** Opening RECORDS SHOWN block **

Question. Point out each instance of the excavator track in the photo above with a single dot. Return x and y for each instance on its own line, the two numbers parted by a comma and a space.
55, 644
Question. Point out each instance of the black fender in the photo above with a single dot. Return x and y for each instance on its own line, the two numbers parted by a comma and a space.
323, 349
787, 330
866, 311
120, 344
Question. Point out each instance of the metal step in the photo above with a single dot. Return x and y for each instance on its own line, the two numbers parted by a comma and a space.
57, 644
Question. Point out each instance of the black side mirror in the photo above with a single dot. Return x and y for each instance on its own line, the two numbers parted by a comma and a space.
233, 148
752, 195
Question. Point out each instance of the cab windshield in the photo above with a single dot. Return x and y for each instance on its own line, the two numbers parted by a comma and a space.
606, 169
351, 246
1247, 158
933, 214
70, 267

** Closing RECORDS SHOWN block **

> [WHAT IS REQUIRED]:
Output exactly the lines from the one holding "Question. Point out each instance of the cab" to the end of the material above, with both ends included.

> [SOLVED EXERCISE]:
Question. Point out each instance of the cab windshield in the photo above with a single dot. Return x and y for each instance on its own line, the two numbers parted by a comma and a space.
606, 169
351, 246
1247, 158
933, 214
70, 267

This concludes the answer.